--- Extracted information Enclosed Below ---

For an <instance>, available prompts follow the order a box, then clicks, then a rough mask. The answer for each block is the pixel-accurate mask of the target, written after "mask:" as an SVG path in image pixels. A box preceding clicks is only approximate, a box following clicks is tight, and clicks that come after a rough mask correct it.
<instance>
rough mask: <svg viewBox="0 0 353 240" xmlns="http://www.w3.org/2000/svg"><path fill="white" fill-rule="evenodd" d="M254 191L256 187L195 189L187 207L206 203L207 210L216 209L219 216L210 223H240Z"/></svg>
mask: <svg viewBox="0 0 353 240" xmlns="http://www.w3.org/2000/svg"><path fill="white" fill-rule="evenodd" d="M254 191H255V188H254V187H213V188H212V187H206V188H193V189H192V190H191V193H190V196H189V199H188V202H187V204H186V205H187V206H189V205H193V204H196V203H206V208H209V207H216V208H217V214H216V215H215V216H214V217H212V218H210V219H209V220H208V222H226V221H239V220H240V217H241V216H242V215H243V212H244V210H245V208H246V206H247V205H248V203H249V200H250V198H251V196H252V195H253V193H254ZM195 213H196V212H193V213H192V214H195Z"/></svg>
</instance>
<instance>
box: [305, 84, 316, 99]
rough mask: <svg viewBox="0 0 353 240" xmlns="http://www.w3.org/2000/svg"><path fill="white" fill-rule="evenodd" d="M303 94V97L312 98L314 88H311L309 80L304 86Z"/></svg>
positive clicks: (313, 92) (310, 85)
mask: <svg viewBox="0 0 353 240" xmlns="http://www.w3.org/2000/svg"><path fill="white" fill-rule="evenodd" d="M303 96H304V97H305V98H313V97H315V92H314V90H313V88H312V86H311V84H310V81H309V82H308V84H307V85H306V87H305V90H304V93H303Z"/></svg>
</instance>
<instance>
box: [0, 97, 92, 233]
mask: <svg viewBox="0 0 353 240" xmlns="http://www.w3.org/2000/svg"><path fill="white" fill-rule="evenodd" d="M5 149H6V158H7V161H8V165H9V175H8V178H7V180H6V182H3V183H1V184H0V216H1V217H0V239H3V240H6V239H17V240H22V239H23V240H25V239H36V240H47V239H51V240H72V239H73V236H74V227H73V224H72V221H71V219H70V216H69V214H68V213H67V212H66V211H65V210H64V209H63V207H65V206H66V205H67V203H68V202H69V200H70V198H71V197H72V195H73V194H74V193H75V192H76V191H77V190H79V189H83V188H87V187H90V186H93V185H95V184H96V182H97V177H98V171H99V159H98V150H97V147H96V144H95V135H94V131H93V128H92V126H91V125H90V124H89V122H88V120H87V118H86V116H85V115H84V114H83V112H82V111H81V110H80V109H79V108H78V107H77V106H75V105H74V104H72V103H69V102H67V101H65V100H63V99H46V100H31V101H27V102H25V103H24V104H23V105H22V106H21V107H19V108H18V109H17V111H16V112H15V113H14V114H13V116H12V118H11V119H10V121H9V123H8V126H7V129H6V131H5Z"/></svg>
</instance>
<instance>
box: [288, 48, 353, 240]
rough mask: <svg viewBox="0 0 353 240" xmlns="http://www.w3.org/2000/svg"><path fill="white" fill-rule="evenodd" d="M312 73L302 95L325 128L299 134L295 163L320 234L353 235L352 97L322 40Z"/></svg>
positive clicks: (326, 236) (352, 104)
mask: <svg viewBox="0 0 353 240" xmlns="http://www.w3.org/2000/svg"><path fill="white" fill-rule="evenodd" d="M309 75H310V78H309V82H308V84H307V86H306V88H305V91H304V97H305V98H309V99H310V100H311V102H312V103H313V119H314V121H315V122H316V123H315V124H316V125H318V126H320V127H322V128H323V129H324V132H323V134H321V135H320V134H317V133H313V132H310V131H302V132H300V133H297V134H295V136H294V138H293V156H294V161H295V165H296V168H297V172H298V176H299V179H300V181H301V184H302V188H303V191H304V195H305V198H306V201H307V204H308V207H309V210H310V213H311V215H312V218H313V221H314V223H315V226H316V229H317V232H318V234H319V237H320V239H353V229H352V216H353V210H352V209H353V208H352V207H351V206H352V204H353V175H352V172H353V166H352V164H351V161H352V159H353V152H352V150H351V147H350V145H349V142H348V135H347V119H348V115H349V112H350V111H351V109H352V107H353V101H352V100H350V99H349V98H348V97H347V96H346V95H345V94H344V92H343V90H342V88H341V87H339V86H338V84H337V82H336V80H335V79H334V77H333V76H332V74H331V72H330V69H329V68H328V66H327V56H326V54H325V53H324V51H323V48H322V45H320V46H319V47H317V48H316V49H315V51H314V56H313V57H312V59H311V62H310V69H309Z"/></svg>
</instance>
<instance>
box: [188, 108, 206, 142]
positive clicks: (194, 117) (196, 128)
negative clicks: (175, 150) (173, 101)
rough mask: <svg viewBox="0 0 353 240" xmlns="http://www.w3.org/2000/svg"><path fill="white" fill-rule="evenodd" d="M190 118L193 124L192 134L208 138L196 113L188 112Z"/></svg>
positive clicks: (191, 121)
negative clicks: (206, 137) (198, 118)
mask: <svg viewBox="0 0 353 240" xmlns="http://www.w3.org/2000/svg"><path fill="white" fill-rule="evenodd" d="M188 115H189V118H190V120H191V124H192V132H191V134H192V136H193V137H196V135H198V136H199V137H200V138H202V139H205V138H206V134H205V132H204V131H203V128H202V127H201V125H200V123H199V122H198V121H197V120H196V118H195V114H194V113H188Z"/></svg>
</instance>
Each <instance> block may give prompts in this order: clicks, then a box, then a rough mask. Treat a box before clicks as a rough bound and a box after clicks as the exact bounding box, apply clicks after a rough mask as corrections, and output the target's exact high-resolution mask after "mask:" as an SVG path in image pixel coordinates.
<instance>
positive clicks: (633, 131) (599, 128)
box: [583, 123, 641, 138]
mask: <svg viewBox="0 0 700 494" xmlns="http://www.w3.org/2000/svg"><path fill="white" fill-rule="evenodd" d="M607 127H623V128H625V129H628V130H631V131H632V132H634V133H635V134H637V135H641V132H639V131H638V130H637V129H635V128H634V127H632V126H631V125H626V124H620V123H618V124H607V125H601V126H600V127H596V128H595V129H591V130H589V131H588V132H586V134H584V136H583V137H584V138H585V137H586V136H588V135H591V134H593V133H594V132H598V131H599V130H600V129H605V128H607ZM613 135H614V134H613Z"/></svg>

--- End of Enclosed Extracted information ---

> _Work to be completed_
With no additions or omissions, transcribe every record.

> _Result of the exercise_
For an <instance>, available prompts follow the order a box, then clicks, then a rough mask. The answer for each block is the pixel-accurate mask of the target, written after "mask:" as an SVG path in image pixels. A box preceding clicks is only approximate, a box following clicks is tight, and clicks that come after a rough mask correct it.
<instance>
rough mask: <svg viewBox="0 0 353 240" xmlns="http://www.w3.org/2000/svg"><path fill="white" fill-rule="evenodd" d="M254 191L256 187L195 189L187 207L206 203L207 210L216 209L219 216L210 223H240Z"/></svg>
mask: <svg viewBox="0 0 353 240" xmlns="http://www.w3.org/2000/svg"><path fill="white" fill-rule="evenodd" d="M254 191H255V188H254V187H213V188H212V187H206V188H193V189H192V190H191V193H190V196H189V199H188V202H187V204H186V205H187V206H189V205H193V204H196V203H206V208H209V207H216V208H217V214H216V215H215V216H214V217H212V218H210V219H209V220H208V222H226V221H239V220H240V217H241V216H242V215H243V212H244V210H245V208H246V206H247V205H248V203H249V200H250V198H251V196H252V195H253V193H254ZM195 213H196V212H193V213H192V214H195Z"/></svg>
</instance>
<instance>
box: [305, 84, 316, 99]
rough mask: <svg viewBox="0 0 353 240" xmlns="http://www.w3.org/2000/svg"><path fill="white" fill-rule="evenodd" d="M303 94V97L312 98L314 88H311L309 80L304 86Z"/></svg>
positive clicks: (313, 92) (310, 85)
mask: <svg viewBox="0 0 353 240" xmlns="http://www.w3.org/2000/svg"><path fill="white" fill-rule="evenodd" d="M303 96H304V97H305V98H313V97H315V92H314V90H313V88H312V86H311V84H310V81H309V82H308V84H307V85H306V87H305V90H304V93H303Z"/></svg>
</instance>
<instance>
box: [0, 97, 92, 233]
mask: <svg viewBox="0 0 353 240" xmlns="http://www.w3.org/2000/svg"><path fill="white" fill-rule="evenodd" d="M5 149H6V158H7V161H8V165H9V175H8V178H7V180H6V182H3V183H1V184H0V216H1V217H0V239H3V240H6V239H17V240H22V239H23V240H25V239H36V240H47V239H51V240H72V239H73V236H74V227H73V224H72V221H71V219H70V216H69V214H68V213H67V212H66V211H65V210H64V209H63V207H65V206H66V205H67V203H68V202H69V200H70V198H71V197H72V195H73V194H74V193H75V192H76V191H77V190H79V189H83V188H87V187H90V186H93V185H95V184H96V182H97V177H98V171H99V159H98V150H97V147H96V144H95V135H94V131H93V128H92V126H91V125H90V124H89V122H88V120H87V118H86V116H85V115H84V114H83V112H82V111H81V110H80V109H79V108H78V107H77V106H75V105H74V104H72V103H69V102H67V101H65V100H63V99H46V100H31V101H27V102H25V103H24V104H23V105H22V106H21V107H19V108H18V109H17V111H16V112H15V113H14V114H13V116H12V118H11V119H10V121H9V123H8V126H7V129H6V131H5Z"/></svg>
</instance>
<instance>
box: [288, 48, 353, 240]
rough mask: <svg viewBox="0 0 353 240" xmlns="http://www.w3.org/2000/svg"><path fill="white" fill-rule="evenodd" d="M312 73L302 95L325 128L299 134L295 163L320 234L353 235L352 97L322 40Z"/></svg>
positive clicks: (326, 236) (352, 104)
mask: <svg viewBox="0 0 353 240" xmlns="http://www.w3.org/2000/svg"><path fill="white" fill-rule="evenodd" d="M309 75H310V78H309V82H308V84H307V86H306V88H305V91H304V97H305V98H309V99H310V100H311V102H312V103H313V119H314V121H315V122H316V123H315V124H316V125H318V126H320V127H322V128H323V129H324V132H323V134H321V135H320V134H317V133H313V132H310V131H302V132H300V133H297V134H295V136H294V138H293V156H294V161H295V165H296V168H297V172H298V176H299V179H300V181H301V184H302V188H303V191H304V195H305V198H306V201H307V204H308V207H309V210H310V213H311V215H312V218H313V221H314V223H315V226H316V229H317V232H318V234H319V237H320V239H353V229H352V216H353V210H352V209H353V208H352V207H351V206H352V204H353V175H352V172H353V166H352V164H351V161H352V159H353V152H352V150H351V147H350V145H349V142H348V135H347V119H348V115H349V112H350V111H351V109H352V107H353V101H352V100H350V99H349V98H348V97H347V96H346V95H345V94H344V92H343V90H342V88H341V87H339V86H338V84H337V82H336V80H335V79H334V77H333V76H332V74H331V72H330V69H329V68H328V66H327V56H326V54H325V53H324V51H323V48H322V45H320V46H319V47H317V48H316V49H315V51H314V56H313V57H312V59H311V62H310V69H309Z"/></svg>
</instance>
<instance>
box: [188, 108, 206, 142]
positive clicks: (194, 117) (196, 128)
negative clicks: (175, 150) (173, 101)
rough mask: <svg viewBox="0 0 353 240" xmlns="http://www.w3.org/2000/svg"><path fill="white" fill-rule="evenodd" d="M190 118L193 124L192 134L208 138L196 113L188 112Z"/></svg>
positive clicks: (191, 121)
negative clicks: (206, 137) (198, 118)
mask: <svg viewBox="0 0 353 240" xmlns="http://www.w3.org/2000/svg"><path fill="white" fill-rule="evenodd" d="M188 115H189V118H190V120H191V124H192V132H191V134H192V136H193V137H196V135H198V136H199V137H200V138H202V139H205V138H206V134H205V132H204V131H203V128H202V127H201V125H200V123H199V122H198V121H197V120H196V118H195V114H194V113H188Z"/></svg>
</instance>
Each <instance> block may give prompts in this order: clicks, then a box, then a rough mask. Treat a box before clicks as a rough bound and a box after clicks as the exact bounding box, apply clicks after a rough mask as corrections, and output the target's exact high-resolution mask after "mask:" as an SVG path in image pixel coordinates.
<instance>
positive clicks: (633, 131) (599, 128)
box: [583, 123, 641, 138]
mask: <svg viewBox="0 0 700 494" xmlns="http://www.w3.org/2000/svg"><path fill="white" fill-rule="evenodd" d="M607 127H623V128H625V129H628V130H631V131H632V132H634V133H635V134H637V135H641V132H639V131H638V130H637V129H635V128H634V127H632V126H631V125H626V124H620V123H618V124H607V125H601V126H600V127H596V128H595V129H591V130H589V131H588V132H586V134H584V136H583V137H584V138H585V137H586V136H588V135H591V134H593V133H594V132H598V131H599V130H600V129H605V128H607ZM613 135H614V134H613Z"/></svg>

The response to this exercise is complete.